TEXT TO READ –
____

This army will never materialize. Another scenario: part of a saudi-extortion scheme by trump. He will milk them dry with the help of this fool crown Prince.
It is worth noting that the plan as described will almost certainly fulfill a perennial goal of Israeli foreign policy: to reduce her neighbors to either subservience or blood-soaked anarchy. See Lebanon: 1974-2000. See also Jordan, 1970, and for that matter, Egypt, 2012 (or whatever) to now.
…causing misery and death ad infinitem. There’s also the happy effect we’ve already witnessed: the chaos gives rise to international terrorism and floods of refugees, encouraging Islamophobia in the West and perpetuating the cycle.
Emperor Palpatine rubs his hands in glee. It’s one of the reasons I think ‘evil’ does indeed start to become an appropriate term when discussing Zionism. That IS the effect. It’s also the intended effect. Yep: ‘evil’ is the right word. An oldie but a goodie, so to speak…
Aside from everything else, figuring on using a Saudi force to stamp out ISIS is about like applauding Hitler’s invasion of Poland on the grounds that he’ll do something about anti-semitism.
…my guess is that your average mid-level Saudi officer is very likely to think ISIS is a pretty good idea. He’s hardly who you want discouraging a revival.
Of course, who says anyone wants to discourage a revival? ISIS was pretty useful, and could be so again. I mean, Islamophobia in the West is a fine thing, as far as Israel is concerned.
Colin. I scarcely know where to begin. Let’s start with this gem,”..a perennial goal of Israeli foreign policy: to reduce her neighbors to either subservience or blood-soaked anarchy.”
Israel needs her neighbours to have stable governments. Israel never wanted the Assad regime to fall. The Golan was one of Israel’s quieter border regions,. For over forty years, quiet.
Israel wants continued friendly relations with the Hashemite Kingdom of Jordan. Israel had nothing to do with the 1970 Black September revolt of Palestinians living in Jordan.

____

SUPPLIED RECORDS –

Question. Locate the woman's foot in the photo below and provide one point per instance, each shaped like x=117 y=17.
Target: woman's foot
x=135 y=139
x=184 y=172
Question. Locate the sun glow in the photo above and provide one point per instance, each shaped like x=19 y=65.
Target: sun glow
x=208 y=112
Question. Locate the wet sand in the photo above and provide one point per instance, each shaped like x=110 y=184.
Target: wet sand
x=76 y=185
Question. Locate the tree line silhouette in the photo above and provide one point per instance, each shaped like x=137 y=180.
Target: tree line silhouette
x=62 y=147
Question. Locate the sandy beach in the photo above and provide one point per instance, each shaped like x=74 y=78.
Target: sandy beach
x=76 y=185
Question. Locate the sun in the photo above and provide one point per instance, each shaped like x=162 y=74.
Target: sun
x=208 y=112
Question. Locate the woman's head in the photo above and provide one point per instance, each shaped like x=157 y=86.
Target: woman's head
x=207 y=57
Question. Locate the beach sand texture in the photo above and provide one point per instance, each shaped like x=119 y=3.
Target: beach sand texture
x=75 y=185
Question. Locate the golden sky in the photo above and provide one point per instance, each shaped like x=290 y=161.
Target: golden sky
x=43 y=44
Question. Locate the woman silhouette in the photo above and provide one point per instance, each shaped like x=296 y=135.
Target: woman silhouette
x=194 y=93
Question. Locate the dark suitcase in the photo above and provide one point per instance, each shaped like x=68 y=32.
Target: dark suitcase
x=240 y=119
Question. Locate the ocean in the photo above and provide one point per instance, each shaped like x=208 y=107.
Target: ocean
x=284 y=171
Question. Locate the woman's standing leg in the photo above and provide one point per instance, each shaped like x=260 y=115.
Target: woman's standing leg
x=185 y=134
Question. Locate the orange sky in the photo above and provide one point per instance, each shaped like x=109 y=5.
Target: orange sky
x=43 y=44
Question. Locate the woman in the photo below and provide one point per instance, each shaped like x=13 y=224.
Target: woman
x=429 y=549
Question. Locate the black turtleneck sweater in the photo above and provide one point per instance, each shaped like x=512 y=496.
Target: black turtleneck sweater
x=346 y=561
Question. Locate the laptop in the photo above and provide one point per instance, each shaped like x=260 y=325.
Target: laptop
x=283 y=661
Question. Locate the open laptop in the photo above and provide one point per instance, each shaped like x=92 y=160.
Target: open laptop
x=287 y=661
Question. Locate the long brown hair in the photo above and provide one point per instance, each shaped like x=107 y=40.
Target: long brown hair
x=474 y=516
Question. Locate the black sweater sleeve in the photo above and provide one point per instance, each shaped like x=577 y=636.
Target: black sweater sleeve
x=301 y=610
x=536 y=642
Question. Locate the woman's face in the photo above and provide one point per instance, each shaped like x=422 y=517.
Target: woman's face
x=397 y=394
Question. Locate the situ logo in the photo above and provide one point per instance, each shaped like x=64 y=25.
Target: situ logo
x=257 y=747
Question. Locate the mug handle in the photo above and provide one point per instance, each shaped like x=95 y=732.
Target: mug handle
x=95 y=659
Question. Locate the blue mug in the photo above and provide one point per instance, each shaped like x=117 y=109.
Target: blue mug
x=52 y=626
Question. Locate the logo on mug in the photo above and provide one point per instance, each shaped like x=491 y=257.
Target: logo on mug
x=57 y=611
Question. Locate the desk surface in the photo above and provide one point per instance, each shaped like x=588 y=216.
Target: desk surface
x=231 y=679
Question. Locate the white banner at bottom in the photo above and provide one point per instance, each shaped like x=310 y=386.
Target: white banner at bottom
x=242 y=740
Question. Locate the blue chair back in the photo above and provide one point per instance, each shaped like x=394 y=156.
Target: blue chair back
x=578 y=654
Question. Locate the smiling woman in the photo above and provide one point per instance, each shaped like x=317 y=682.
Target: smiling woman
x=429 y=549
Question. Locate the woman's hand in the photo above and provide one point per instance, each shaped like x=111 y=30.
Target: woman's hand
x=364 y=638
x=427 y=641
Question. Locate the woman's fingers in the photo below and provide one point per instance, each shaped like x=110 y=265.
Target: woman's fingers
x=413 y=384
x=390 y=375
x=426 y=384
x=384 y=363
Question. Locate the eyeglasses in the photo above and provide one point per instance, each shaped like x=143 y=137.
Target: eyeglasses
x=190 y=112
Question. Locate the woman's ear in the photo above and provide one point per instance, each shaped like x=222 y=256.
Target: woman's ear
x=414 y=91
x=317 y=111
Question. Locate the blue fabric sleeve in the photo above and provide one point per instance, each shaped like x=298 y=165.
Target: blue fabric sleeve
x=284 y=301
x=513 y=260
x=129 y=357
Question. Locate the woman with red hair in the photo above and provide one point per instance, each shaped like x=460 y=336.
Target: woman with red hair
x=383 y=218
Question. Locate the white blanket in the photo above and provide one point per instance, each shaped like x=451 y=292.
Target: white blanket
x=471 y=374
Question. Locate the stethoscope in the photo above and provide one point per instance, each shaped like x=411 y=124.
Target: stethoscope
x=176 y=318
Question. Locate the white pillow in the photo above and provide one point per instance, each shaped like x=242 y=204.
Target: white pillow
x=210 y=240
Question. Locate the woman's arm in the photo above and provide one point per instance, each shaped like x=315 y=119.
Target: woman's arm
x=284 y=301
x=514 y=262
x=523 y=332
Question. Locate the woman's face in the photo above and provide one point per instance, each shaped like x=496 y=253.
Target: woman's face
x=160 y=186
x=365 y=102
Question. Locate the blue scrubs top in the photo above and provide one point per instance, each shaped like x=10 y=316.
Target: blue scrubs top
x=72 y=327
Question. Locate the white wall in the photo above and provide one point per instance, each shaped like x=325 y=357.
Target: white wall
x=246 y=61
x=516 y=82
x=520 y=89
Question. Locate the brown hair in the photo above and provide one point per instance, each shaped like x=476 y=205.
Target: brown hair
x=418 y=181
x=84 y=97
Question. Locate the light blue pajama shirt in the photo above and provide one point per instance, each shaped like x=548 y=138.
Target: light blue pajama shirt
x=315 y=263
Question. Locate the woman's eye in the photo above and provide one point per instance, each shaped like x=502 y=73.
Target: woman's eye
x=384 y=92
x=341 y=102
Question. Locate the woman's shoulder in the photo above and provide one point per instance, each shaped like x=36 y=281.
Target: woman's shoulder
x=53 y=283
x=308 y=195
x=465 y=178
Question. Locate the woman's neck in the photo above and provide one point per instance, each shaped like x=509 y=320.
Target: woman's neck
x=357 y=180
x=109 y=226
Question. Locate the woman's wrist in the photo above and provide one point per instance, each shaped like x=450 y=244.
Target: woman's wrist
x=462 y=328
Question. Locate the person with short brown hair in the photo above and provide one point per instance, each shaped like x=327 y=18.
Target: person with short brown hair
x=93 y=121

____

PARTS OF THE EXERCISE –
1. Copy, word for word, the part of the comment thread starting with "This army will" and going on through "whatever) to now.".
2. Using the comment thread, answer yes or no to each statement and quote the deciding words: (a) One comment states that Israel never wanted the Assad regime to fall. (b) One comment states that the Golan was quiet for less than ten years. (c) One comment predicts that the army will materialize.
3. In one to three sentences, explain why the comment thread says the average mid-level Saudi officer is not the one you want discouraging an ISIS revival.

RESPONSES BY TASK –
1.
This army will never materialize. Another scenario: part of a saudi-extortion scheme by trump. He will milk them dry with the help of this fool crown Prince.
It is worth noting that the plan as described will almost certainly fulfill a perennial goal of Israeli foreign policy: to reduce her neighbors to either subservience or blood-soaked anarchy. See Lebanon: 1974-2000. See also Jordan, 1970, and for that matter, Egypt, 2012 (or whatever) to now.

2.
(a) Yes: "Israel never wanted the Assad regime to fall."
(b) No: "For over forty years, quiet."
(c) No: "This army will never materialize."

3. The comment says such an officer "is very likely to think ISIS is a pretty good idea." That makes him a poor person to discourage a revival.